▶ **BRIEF**
Omitting any pictures, transcribe the entries below exactly.

[DATASET ENTRIES — start]

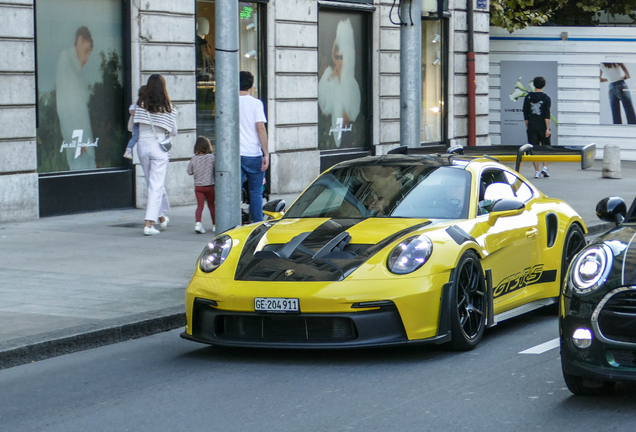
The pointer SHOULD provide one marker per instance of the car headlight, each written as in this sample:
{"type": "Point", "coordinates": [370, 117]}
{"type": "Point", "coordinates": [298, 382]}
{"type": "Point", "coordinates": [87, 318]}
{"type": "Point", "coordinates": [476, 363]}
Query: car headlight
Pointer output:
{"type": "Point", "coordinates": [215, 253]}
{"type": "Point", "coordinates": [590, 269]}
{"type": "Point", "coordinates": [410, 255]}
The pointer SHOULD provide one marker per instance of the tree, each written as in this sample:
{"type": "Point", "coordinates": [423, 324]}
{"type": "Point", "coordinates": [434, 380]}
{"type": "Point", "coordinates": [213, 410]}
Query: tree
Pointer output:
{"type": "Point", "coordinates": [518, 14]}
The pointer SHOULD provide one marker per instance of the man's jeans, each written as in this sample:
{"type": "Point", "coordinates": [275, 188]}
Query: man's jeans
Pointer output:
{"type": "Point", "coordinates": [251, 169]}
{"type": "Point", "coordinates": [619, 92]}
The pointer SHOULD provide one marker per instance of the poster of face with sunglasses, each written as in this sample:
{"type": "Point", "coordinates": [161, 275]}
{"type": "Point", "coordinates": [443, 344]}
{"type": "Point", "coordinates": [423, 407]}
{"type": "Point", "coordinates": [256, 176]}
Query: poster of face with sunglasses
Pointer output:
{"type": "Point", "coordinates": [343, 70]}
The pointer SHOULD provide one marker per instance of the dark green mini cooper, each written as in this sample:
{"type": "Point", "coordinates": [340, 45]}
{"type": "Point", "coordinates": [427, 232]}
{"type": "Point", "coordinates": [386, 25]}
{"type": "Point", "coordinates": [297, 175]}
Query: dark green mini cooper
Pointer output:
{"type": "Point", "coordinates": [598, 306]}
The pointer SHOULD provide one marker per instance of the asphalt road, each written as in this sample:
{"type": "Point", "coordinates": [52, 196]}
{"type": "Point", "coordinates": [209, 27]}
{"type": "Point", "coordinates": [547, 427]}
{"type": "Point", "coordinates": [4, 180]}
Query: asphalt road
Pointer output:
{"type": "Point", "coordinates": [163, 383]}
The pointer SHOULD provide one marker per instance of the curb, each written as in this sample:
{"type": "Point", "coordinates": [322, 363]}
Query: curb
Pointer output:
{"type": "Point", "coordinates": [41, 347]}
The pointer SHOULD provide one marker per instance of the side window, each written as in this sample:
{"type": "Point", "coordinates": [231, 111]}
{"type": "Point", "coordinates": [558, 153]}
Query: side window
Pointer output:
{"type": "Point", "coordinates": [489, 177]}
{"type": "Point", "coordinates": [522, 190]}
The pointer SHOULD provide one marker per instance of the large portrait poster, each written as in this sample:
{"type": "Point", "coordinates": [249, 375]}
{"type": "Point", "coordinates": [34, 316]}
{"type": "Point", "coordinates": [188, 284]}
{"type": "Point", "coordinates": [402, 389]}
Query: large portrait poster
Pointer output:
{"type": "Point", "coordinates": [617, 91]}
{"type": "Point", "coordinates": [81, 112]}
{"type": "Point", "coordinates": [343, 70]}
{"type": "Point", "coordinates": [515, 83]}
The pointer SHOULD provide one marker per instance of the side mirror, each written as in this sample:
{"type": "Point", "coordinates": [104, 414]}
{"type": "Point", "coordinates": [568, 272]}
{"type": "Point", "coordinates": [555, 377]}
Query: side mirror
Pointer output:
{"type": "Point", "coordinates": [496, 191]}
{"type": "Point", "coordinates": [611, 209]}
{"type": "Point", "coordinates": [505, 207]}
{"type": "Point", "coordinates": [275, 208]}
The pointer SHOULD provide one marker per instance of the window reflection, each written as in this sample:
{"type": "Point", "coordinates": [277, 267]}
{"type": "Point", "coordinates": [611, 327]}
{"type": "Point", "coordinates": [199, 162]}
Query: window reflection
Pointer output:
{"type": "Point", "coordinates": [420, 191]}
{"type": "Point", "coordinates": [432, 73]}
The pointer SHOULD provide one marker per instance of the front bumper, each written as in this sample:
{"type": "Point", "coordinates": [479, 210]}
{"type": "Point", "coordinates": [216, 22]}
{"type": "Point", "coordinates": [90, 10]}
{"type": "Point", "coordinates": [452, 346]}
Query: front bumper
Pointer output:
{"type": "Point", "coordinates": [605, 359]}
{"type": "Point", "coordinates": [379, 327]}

[DATASET ENTRIES — finish]

▶ **SOLVED PROBLEM**
The pointer SHOULD provide one marker per instance of the car headlight, each written as in this sample:
{"type": "Point", "coordinates": [370, 117]}
{"type": "Point", "coordinates": [298, 382]}
{"type": "Point", "coordinates": [87, 318]}
{"type": "Point", "coordinates": [476, 363]}
Query: car headlight
Pointer output:
{"type": "Point", "coordinates": [215, 253]}
{"type": "Point", "coordinates": [590, 269]}
{"type": "Point", "coordinates": [410, 255]}
The pointer SHOULD provide one marker per instance of the tree, each written as in this sample:
{"type": "Point", "coordinates": [423, 324]}
{"type": "Point", "coordinates": [434, 380]}
{"type": "Point", "coordinates": [213, 410]}
Query: tree
Pointer output:
{"type": "Point", "coordinates": [518, 14]}
The pointer SHOULD provide one marker per instance of the man's jeans, each written as in this sample:
{"type": "Point", "coordinates": [275, 188]}
Query: man's jeans
Pointer output:
{"type": "Point", "coordinates": [251, 169]}
{"type": "Point", "coordinates": [619, 92]}
The pointer SHOULD provide one marker per instance of the poster of face with sunglasses, each written as in this sample:
{"type": "Point", "coordinates": [161, 275]}
{"type": "Point", "coordinates": [443, 344]}
{"type": "Point", "coordinates": [423, 407]}
{"type": "Point", "coordinates": [256, 176]}
Query: poster of face with sunglasses
Pointer output:
{"type": "Point", "coordinates": [343, 70]}
The pointer SHOULD provide one marker per instance of the dark green mini cooper, each written as in this sample:
{"type": "Point", "coordinates": [340, 45]}
{"type": "Point", "coordinates": [427, 232]}
{"type": "Point", "coordinates": [386, 25]}
{"type": "Point", "coordinates": [297, 175]}
Query: dark green mini cooper
Pointer output:
{"type": "Point", "coordinates": [598, 306]}
The pointer SHOULD provide one marker per instance of the asphalt road, each written as in this sample:
{"type": "Point", "coordinates": [52, 196]}
{"type": "Point", "coordinates": [209, 27]}
{"type": "Point", "coordinates": [547, 427]}
{"type": "Point", "coordinates": [4, 180]}
Query: asphalt road
Pointer output:
{"type": "Point", "coordinates": [163, 383]}
The pointer SHOULD provide one marker per instance of the curb, each written as in this sample:
{"type": "Point", "coordinates": [322, 363]}
Query: curb
Pointer output:
{"type": "Point", "coordinates": [41, 347]}
The pointer SHOULD provide one marker per instance of the side window, each written as in this sample:
{"type": "Point", "coordinates": [231, 111]}
{"type": "Point", "coordinates": [558, 153]}
Query: side window
Pointer output:
{"type": "Point", "coordinates": [489, 177]}
{"type": "Point", "coordinates": [522, 190]}
The pointer SHOULD provide one marker per instance of the large portrait poster, each written as in this sample:
{"type": "Point", "coordinates": [249, 375]}
{"type": "Point", "coordinates": [34, 316]}
{"type": "Point", "coordinates": [188, 284]}
{"type": "Point", "coordinates": [402, 389]}
Query: large portrait poster
Pointer output:
{"type": "Point", "coordinates": [617, 91]}
{"type": "Point", "coordinates": [81, 112]}
{"type": "Point", "coordinates": [343, 70]}
{"type": "Point", "coordinates": [515, 83]}
The pointer SHOULD provide one marker per instance of the side mirror, each written as in this sample:
{"type": "Point", "coordinates": [104, 414]}
{"type": "Point", "coordinates": [568, 272]}
{"type": "Point", "coordinates": [555, 377]}
Query: side mirror
Pointer output:
{"type": "Point", "coordinates": [496, 191]}
{"type": "Point", "coordinates": [611, 209]}
{"type": "Point", "coordinates": [505, 207]}
{"type": "Point", "coordinates": [275, 208]}
The pointer SHOULD provide one marker per instance of the window reflection, each written as in this sample:
{"type": "Point", "coordinates": [277, 267]}
{"type": "Point", "coordinates": [611, 327]}
{"type": "Point", "coordinates": [199, 162]}
Query: window reflection
Pointer output:
{"type": "Point", "coordinates": [420, 191]}
{"type": "Point", "coordinates": [432, 73]}
The pointer SHOULD provide one marker per instance of the front bumper, each written as in this sample:
{"type": "Point", "coordinates": [479, 210]}
{"type": "Point", "coordinates": [216, 22]}
{"type": "Point", "coordinates": [90, 10]}
{"type": "Point", "coordinates": [452, 346]}
Query: front bumper
Pointer output:
{"type": "Point", "coordinates": [605, 359]}
{"type": "Point", "coordinates": [379, 327]}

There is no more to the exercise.